= Beginning of Section =

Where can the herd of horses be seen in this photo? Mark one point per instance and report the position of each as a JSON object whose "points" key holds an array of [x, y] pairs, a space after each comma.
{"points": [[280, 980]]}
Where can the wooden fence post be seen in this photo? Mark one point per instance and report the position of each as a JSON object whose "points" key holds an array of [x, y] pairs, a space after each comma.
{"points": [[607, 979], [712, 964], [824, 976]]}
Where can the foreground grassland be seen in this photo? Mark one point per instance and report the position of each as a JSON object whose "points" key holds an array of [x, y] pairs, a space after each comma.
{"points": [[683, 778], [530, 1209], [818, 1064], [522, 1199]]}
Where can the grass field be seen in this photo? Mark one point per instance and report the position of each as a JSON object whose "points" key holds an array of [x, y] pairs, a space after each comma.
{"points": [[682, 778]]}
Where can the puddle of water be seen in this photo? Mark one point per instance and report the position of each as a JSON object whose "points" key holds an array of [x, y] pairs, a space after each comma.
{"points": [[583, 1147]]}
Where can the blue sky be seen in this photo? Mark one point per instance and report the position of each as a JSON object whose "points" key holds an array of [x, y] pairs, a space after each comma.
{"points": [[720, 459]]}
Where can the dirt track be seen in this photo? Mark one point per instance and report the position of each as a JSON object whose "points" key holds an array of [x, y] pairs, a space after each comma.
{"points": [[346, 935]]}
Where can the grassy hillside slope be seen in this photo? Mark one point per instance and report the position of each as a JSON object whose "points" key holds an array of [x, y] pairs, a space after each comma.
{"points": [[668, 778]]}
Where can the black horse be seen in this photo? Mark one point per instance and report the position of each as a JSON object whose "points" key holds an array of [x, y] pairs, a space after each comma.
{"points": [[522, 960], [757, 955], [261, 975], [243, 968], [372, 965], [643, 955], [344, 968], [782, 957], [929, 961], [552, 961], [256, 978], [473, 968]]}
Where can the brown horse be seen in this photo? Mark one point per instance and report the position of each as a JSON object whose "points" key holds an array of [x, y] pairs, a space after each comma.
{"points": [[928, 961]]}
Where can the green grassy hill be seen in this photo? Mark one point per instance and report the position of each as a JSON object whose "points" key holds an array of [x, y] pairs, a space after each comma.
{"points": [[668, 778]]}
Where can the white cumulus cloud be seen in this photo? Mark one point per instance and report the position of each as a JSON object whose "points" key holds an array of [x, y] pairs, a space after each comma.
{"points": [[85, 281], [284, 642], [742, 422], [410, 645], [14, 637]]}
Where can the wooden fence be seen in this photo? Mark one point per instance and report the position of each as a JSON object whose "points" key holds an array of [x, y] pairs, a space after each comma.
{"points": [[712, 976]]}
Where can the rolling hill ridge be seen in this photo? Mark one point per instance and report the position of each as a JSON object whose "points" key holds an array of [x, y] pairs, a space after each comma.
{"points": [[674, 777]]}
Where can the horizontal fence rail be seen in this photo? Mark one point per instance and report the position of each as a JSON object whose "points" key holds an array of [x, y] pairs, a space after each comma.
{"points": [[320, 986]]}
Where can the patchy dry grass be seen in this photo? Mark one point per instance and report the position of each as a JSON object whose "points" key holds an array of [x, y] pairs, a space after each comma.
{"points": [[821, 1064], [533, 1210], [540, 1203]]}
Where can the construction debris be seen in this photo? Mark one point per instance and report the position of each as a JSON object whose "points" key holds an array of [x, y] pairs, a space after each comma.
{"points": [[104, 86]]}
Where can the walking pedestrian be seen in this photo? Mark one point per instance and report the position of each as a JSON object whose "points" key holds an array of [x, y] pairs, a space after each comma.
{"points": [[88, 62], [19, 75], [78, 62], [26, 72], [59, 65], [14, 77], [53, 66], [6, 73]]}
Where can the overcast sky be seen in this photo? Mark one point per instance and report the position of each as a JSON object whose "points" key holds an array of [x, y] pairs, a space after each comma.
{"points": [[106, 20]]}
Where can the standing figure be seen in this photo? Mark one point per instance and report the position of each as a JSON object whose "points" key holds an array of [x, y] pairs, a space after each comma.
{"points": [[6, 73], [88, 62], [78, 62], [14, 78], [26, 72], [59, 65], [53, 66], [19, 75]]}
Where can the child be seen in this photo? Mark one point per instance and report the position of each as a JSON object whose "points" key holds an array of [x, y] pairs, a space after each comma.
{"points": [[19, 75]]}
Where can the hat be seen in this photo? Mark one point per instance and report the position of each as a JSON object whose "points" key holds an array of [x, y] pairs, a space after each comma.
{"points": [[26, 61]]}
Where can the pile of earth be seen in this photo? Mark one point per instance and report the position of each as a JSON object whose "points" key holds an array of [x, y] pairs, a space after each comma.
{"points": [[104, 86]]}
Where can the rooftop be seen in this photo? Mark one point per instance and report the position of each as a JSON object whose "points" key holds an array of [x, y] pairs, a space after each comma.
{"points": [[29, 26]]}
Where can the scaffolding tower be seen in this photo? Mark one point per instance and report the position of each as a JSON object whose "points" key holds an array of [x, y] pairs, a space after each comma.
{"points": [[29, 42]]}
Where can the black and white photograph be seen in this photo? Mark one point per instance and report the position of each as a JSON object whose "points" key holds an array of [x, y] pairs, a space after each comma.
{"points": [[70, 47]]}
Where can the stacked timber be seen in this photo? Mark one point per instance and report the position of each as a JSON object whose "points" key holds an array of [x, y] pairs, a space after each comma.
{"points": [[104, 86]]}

= End of Section =

▶ _TASK REQUIREMENTS_:
Only the lines from the one with "Where can the black and" to the end of the listing are wanted. Print them exactly, keeping both ends.

▶ _SOLUTION_:
Where can the black and white photograph be seen in this photo? Mark one point per instance and report the position of each as a JSON object whose "points" key holds an array of [x, y] pairs, a space after each comma.
{"points": [[70, 47]]}
Where can the stacked timber be seen in this photo? Mark one point per instance and report the position of each as a JSON object whose "points" key holds an array of [x, y] pairs, a space after each comma.
{"points": [[104, 86]]}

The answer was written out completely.